▶ _Textauszug_:
Einer Vorahnung folgend hatte ich von der russischen Kriegsgefangenenakte die kyrillischen Buchstaben seines Namens „abgemalt“. Nur für den Fall, dass es möglich sei, für ihn ein Friedensgebet zu erbitten. Schließlich konnte ich am östlichsten Punkt der Reise, im Ipatios-Kloster der Heiligen Dreifaltigkeit in Kostroma Gottesdienste für ihn feiern lassen.
Verborgene Kräfte des christlichen Glaubens gespürt
Die kyrillischen Buchstaben seines Namens schrieb ich auf den in der orthodoxen Kirche üblichen Gebetszettel, übergab ihn dort und zündete auch eine Kerze an. Die Verantwortlichen klärte ich darüber auf, dass wir römisch-katholisch seien. „Das ist kein Problem!“, erklärte man mir. Zu erleben, wie die Kirche vor Ort das Gebet auch für die ehemaligen Feinde wagte, hat mich tief bewegt und verborgene Kräfte des christlichen Glaubens spüren lassen.

▶ _Vorliegende Auflistung_:

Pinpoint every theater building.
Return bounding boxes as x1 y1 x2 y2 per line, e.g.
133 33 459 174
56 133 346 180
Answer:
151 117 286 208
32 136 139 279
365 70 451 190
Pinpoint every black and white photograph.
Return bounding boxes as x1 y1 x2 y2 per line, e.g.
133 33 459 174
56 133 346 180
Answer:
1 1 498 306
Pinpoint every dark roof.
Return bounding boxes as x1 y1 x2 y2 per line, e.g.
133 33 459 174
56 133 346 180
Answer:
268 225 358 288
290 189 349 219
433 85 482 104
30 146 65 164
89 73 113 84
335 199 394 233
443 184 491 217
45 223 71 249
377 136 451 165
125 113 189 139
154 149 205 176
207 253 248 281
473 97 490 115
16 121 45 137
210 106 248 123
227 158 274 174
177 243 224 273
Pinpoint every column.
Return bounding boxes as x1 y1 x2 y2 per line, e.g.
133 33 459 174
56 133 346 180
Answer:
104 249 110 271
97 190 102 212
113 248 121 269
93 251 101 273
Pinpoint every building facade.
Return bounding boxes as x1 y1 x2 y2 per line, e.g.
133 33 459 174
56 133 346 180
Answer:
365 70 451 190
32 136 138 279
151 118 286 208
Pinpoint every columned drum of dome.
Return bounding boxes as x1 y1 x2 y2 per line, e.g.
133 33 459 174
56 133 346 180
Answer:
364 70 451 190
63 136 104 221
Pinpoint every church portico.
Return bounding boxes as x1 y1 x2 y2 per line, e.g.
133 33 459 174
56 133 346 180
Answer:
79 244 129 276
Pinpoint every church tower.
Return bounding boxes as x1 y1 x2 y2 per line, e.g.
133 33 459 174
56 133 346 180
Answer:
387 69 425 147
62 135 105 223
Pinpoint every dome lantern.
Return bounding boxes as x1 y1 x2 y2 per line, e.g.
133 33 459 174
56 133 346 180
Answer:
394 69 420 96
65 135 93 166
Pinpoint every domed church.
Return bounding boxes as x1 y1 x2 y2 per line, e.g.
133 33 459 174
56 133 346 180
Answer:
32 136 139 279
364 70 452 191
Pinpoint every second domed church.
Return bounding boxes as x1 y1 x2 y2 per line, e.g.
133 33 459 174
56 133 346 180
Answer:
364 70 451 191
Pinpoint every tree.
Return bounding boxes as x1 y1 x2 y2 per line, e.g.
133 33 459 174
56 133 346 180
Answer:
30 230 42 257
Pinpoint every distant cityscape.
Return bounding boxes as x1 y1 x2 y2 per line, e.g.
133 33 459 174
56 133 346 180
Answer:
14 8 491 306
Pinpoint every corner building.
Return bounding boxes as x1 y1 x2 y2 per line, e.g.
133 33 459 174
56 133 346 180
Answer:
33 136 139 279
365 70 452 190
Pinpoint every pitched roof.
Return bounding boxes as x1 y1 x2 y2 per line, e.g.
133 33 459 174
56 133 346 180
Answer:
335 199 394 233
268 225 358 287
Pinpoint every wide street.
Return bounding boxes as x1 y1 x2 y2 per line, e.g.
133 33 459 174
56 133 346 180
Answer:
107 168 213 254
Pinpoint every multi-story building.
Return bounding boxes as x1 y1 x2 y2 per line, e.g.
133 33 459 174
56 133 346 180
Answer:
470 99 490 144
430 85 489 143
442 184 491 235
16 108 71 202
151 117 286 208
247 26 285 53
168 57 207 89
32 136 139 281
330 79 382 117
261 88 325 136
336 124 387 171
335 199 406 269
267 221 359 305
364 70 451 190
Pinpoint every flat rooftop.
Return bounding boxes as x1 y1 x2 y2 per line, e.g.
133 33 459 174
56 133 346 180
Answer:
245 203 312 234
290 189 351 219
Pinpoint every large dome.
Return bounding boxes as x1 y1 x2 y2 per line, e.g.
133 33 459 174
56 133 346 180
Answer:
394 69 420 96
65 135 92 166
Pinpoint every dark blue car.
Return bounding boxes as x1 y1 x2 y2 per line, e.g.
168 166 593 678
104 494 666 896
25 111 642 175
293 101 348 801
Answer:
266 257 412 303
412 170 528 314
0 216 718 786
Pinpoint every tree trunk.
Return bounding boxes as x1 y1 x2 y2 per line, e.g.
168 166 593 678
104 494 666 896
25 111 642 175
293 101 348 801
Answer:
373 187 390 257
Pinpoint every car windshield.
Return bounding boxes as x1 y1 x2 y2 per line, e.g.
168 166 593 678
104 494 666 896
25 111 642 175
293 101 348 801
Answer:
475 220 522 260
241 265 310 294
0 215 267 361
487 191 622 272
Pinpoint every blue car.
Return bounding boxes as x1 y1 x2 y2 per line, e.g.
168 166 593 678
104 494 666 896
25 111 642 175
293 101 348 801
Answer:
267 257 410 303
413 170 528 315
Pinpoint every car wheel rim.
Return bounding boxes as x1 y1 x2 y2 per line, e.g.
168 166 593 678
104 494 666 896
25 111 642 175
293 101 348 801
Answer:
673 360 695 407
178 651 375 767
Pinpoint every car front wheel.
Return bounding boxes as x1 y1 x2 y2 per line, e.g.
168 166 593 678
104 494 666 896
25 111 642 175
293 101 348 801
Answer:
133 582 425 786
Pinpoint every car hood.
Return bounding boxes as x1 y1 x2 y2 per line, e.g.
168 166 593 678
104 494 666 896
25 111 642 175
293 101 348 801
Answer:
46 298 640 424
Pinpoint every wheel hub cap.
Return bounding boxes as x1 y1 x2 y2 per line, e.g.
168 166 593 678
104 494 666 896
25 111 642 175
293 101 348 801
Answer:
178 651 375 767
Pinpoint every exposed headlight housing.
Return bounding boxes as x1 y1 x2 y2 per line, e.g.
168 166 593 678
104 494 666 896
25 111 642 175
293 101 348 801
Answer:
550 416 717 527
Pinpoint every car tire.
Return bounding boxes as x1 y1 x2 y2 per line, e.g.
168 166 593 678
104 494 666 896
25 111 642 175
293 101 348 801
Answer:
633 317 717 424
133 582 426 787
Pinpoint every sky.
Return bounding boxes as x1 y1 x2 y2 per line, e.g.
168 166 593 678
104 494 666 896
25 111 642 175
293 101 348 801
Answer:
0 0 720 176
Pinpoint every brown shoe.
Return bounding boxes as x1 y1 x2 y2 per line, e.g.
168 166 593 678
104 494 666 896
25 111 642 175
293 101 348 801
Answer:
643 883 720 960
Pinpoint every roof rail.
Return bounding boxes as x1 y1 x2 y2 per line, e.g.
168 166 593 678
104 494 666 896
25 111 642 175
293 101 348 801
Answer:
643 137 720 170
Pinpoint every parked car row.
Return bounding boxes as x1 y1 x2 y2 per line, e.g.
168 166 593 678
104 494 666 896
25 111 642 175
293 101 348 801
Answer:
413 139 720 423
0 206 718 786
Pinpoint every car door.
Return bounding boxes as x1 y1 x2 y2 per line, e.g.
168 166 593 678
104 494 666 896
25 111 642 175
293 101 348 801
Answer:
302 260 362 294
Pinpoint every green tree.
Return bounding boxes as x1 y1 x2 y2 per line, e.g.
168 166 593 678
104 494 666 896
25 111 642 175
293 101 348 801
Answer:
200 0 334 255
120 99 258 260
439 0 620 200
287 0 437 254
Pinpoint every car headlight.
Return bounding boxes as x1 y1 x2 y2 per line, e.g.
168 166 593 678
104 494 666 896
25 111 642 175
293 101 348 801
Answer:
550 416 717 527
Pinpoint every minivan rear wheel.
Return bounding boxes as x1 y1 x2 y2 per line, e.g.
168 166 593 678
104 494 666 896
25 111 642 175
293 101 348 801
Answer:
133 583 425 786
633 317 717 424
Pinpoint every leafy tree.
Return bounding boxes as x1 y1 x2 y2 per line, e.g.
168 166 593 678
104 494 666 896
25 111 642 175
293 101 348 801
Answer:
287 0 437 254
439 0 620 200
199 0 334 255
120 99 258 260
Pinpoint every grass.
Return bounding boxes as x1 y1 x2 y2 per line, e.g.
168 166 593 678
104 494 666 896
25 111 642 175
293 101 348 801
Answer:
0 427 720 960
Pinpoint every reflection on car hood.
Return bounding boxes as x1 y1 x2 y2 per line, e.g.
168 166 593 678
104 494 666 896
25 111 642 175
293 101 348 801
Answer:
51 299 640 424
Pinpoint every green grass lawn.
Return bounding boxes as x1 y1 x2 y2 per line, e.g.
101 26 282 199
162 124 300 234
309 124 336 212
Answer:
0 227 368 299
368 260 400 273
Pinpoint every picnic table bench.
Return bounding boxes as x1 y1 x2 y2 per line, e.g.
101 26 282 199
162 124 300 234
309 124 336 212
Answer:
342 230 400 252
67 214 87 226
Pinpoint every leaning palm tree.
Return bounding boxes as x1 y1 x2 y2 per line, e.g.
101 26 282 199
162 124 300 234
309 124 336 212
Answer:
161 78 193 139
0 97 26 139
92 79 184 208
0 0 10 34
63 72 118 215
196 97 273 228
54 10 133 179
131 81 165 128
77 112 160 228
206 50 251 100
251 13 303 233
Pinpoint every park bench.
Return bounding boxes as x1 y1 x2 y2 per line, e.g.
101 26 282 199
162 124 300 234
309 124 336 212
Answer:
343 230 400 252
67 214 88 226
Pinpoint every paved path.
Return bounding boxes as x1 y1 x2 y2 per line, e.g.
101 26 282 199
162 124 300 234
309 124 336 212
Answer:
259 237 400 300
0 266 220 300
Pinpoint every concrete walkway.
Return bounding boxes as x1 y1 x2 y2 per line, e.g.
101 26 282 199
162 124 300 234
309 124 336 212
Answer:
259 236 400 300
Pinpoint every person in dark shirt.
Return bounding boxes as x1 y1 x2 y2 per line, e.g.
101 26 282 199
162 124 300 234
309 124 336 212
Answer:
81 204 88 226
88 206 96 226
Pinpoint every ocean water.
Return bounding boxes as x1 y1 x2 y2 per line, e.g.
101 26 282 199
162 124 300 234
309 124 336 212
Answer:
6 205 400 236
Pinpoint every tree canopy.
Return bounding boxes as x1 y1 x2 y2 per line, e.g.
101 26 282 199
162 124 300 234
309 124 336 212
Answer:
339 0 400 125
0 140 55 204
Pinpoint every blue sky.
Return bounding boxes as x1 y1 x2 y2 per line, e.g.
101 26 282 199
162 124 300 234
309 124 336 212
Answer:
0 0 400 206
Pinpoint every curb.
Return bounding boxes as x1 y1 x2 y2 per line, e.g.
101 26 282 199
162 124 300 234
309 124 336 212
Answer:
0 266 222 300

▶ _Aufgabenstellung_:
A - Schreiben Sie aus dem Textauszug den Abschnitt von „Einer Vorahnung folgend“ bis einschließlich „ihn feiern lassen.“ wortgetreu ab.
B - Führen Sie jede Zeile der Auflistung auf, in der die Zeichenfolge „headlight“ vorkommt. Groß- und Kleinschreibung ist dabei zu beachten.

▶ _Ergebnisse_:
A -
Einer Vorahnung folgend hatte ich von der russischen Kriegsgefangenenakte die kyrillischen Buchstaben seines Namens „abgemalt“. Nur für den Fall, dass es möglich sei, für ihn ein Friedensgebet zu erbitten. Schließlich konnte ich am östlichsten Punkt der Reise, im Ipatios-Kloster der Heiligen Dreifaltigkeit in Kostroma Gottesdienste für ihn feiern lassen.

B -
Pinpoint every exposed headlight housing.
Pinpoint every car headlight.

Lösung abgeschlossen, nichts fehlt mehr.